## A fazer:
A. No texto sobre a opinião pública digital, a quem é atribuída a ideia de "aldeia global"?
B. Dê a continuação do texto sobre a opinião pública digital, começando logo depois da última frase.

## Texto:
::::

Todas as vezes que os injustiçados do mundo ganham espaço nas telinhas dos gadgets de última geração e nas correntes caudalosas de e-mails e o barulho digital é tanto que chega até aos veículos de comunicação tradicionais, muita gente destaca as boas qualidades do que chamam de uma nova opinião pública. Os mais entusiasmados com essa teia social se esquecem das aranhas privadas e governamentais que deslizam nelas, e criam na rabeira de Jürgen Habermas o rótulo simpático da esfera pública digital. Esta ideia de um mundo bom, cognitivo, integrado pela comunicação digital, – seja idealizada na forma de uma “noosfera” (uma "camada pensante", "além e acima da biosfera"), do padre jesuíta Pierre Teilhard de Chardin, da “aldeia global”, de Marshall McLuhan, da “ecologia cognitiva”, de Pierre Lévy, da “Terra-Pátria”, de Edgar Morin, e da “sociedade em rede”, de Manuel Castells, dentre outros pensadores otimistas dos campos da cognição, das ciências sociais, da filosofia e da comunicação, – é constituída seletivamente de atributos positivos inerentes aos relacionamentos, dentre eles, destaco a possibilidade de formar pela conversação e colaboração abertas, em nível mundial, superando todo o tipo de diferença cultural, histórica, política e econômica, uma nova opinião pública, que produz ações conjugadas, agora, em um ambiente sociotécnico, quase pós-humano, híbrido de humanidade, gadgets e redes telemáticas.

::::

## Trecho dos dados:
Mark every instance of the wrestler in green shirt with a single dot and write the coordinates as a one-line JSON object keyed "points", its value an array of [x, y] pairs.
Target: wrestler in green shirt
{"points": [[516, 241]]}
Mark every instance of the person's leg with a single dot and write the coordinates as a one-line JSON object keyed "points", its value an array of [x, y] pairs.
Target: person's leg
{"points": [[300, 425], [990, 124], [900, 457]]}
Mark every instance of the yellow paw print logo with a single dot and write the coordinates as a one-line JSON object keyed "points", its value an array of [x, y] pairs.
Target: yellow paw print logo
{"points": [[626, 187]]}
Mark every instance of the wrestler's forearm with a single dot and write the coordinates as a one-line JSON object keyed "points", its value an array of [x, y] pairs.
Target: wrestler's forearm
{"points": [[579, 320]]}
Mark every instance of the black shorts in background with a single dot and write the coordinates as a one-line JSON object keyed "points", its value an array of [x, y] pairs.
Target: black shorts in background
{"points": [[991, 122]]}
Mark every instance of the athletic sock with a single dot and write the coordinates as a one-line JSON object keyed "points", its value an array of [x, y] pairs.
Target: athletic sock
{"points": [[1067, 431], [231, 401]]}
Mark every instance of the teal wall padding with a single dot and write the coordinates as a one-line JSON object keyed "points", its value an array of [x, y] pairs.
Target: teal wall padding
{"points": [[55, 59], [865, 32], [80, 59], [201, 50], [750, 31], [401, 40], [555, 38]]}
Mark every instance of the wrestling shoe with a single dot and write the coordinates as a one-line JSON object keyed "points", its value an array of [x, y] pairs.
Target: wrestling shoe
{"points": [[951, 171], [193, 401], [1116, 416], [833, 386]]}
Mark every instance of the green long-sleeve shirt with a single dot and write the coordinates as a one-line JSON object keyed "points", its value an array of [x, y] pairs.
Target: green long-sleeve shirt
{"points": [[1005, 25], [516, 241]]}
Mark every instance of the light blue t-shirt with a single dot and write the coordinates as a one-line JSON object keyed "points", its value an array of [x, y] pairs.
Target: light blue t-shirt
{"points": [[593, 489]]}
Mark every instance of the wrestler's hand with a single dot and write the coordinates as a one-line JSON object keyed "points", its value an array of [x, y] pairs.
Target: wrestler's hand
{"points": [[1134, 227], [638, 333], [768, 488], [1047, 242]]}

::::

## Respostas dos exercícios:
A. A Marshall McLuhan.

B.
Miticamente, mais eficaz, segundo os seus seguidores, do que a opinião pública tradicional, – agendada pelos meios de comunicação tradicionais, controlados por interesses privados e pelas regulações e poderes estatais –, diferenciados pela sua abrangência, que é inclusiva, pela sua independência, velocidade e transparência, essa nova opinião pública tem dentre os seus meios de comunicação protagonistas descentralizados e móveis como smartphones e notebooks, onde se aninham as redes sociais. Este belo retrato geralmente desenhado pela maioria dos protagonistas dessa nova opinião pública, entre eles as grandes empresas de tecnologia de informação, blogueiros, net-ativistas, não mostra que, além de novas questões, essa nova esfera pública carrega os problemas da velha opinião pública, principalmente aqueles referentes à produção das informações, em termos de quantidade e qualidade. Um deles, a determinação da relevância daquilo que a produção global de mensagens, multiplicada de forma exponencial por mais autores, disponibiliza para cada um de nós, sem nenhuma cerimônia e quase sem barreiras. “Quem lê tanta notícia?”, perguntou, nos distantes anos 1960, Caetano Veloso, em sua canção “Alegria, Alegria”.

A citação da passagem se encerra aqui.